_RECORD EXTRACTS_

==================================================

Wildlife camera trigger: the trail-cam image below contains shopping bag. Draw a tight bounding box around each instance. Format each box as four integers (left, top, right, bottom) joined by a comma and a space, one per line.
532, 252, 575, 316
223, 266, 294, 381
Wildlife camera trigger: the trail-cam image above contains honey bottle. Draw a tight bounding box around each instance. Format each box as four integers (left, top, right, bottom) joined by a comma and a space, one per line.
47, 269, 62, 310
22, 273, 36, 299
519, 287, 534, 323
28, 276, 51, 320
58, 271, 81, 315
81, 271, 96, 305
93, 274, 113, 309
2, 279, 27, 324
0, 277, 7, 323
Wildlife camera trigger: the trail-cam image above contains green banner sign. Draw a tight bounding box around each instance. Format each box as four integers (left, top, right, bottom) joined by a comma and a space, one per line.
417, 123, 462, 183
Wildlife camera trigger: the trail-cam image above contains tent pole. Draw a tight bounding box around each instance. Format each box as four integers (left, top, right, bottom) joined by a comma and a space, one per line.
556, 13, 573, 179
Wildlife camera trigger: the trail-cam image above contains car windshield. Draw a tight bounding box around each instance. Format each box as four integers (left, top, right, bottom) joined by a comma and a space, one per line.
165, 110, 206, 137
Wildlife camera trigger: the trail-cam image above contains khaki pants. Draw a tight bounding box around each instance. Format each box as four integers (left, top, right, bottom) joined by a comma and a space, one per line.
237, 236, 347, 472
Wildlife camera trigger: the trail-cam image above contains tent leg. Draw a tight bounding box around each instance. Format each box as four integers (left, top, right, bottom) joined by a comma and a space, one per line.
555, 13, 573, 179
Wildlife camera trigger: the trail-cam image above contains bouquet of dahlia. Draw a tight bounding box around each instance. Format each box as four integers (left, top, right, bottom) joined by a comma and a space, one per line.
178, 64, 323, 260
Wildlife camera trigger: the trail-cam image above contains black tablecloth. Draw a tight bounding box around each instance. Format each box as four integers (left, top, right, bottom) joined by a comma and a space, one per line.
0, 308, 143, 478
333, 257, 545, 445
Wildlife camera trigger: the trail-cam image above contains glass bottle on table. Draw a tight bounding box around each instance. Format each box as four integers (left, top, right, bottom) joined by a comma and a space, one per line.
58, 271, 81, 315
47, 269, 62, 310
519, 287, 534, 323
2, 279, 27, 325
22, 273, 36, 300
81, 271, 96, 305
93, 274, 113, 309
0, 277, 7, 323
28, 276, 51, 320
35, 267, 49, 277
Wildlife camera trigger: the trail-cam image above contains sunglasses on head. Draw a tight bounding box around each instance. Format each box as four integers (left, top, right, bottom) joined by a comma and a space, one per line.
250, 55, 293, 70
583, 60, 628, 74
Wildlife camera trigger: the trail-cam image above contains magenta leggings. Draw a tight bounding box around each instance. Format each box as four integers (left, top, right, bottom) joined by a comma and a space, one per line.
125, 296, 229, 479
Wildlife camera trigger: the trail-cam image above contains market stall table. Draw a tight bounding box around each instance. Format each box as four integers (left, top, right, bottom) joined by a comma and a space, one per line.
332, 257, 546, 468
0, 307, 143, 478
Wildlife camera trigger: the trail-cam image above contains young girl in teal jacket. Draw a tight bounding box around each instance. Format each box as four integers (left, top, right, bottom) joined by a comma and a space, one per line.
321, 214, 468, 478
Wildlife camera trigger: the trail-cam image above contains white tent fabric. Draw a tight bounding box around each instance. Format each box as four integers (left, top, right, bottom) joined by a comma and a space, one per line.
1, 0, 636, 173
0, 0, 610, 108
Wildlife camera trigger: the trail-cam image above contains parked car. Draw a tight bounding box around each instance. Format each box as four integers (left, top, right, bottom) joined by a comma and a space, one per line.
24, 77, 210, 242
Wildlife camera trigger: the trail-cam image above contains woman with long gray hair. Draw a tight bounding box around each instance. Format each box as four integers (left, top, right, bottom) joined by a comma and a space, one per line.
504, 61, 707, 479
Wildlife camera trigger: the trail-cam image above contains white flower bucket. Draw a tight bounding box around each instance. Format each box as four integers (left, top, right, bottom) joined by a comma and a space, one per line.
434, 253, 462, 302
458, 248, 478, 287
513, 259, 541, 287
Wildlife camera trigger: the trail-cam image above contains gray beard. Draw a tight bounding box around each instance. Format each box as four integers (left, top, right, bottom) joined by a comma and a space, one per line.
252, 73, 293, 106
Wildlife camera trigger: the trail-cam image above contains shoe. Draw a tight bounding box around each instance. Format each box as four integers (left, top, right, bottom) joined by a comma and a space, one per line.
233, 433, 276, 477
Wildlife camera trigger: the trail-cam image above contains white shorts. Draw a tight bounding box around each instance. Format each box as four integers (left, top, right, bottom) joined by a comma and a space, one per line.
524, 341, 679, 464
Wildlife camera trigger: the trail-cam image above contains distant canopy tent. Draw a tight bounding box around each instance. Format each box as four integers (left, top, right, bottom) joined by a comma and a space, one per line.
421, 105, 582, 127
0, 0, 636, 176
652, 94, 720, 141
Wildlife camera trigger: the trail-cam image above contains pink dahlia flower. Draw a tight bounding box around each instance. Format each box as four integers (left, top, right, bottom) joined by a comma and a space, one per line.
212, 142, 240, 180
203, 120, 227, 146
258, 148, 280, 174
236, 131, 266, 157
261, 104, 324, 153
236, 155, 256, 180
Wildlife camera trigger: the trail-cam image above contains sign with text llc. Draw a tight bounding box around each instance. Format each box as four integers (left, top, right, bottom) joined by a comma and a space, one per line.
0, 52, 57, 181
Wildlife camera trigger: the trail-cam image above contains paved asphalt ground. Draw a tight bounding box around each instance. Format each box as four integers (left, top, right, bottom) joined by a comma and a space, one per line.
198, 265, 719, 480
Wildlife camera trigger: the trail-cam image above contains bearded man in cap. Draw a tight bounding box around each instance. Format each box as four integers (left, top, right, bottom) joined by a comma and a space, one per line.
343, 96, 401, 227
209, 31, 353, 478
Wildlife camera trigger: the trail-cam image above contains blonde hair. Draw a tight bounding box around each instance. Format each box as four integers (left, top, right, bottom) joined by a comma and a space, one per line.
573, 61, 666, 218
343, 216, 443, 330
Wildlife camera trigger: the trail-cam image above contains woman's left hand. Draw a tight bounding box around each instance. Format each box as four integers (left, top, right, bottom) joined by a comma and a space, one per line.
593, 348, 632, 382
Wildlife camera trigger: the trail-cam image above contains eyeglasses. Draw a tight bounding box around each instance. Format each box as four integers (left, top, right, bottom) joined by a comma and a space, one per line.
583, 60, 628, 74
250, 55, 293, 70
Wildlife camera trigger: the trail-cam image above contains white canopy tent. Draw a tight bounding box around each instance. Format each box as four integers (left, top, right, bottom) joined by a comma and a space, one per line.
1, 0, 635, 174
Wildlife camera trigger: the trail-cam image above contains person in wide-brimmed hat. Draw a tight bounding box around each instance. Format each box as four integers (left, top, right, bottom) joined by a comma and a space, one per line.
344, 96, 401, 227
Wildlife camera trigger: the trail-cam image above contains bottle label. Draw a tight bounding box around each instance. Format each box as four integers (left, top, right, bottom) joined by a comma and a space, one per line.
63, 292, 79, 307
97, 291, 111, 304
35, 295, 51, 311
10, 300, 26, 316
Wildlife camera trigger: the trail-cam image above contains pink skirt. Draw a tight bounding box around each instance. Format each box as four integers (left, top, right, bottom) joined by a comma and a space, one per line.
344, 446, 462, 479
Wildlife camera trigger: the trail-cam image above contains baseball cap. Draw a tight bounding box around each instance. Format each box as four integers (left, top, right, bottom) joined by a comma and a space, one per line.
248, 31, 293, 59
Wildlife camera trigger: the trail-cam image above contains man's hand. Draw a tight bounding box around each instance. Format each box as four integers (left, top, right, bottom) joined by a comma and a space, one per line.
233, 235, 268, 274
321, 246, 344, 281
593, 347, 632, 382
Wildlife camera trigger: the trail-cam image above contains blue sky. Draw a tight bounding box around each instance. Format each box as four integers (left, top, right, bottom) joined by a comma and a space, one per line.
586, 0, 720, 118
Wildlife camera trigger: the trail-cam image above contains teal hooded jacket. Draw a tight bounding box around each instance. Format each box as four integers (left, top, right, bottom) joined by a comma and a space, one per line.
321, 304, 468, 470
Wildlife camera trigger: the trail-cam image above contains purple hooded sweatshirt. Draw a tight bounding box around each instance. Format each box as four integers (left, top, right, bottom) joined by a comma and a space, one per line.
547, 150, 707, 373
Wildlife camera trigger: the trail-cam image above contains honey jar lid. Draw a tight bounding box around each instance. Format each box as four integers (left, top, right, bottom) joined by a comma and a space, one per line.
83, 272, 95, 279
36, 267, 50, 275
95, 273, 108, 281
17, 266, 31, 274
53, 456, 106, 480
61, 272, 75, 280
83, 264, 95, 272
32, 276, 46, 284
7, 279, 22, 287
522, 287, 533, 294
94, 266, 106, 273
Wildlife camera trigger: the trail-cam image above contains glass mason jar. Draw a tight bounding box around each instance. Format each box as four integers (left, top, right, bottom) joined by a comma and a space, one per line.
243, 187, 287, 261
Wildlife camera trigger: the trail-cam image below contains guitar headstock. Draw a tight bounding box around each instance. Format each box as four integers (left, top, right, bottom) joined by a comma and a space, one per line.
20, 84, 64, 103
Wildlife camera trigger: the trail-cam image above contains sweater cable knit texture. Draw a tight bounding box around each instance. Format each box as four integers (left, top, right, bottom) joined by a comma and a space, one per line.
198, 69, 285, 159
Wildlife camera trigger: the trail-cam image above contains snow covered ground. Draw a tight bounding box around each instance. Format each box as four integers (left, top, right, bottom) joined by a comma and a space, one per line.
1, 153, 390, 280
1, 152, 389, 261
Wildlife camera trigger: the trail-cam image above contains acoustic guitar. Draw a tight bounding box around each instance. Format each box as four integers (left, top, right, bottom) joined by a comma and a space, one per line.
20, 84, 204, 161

==================================================

_WHAT IS BEING ASKED_
None of the lines before the one containing "Wildlife camera trigger: the trail-cam image above contains snow" belong in the answer; reproduce that line and all later lines of the records exactly.

_ANSWER_
Wildlife camera trigger: the trail-cam image above contains snow covered ground. Draw a tight bounding box around each instance. Format each box as four integers (left, top, right, bottom) joined by a comma and a space, one per line.
1, 153, 390, 280
1, 152, 389, 261
Wildlife camera trigger: the trail-cam image above contains acoustic guitar. Draw a tight bounding box around each instance. Format each box as four integers (left, top, right, bottom) joined by a comma and a space, one per line.
20, 84, 204, 161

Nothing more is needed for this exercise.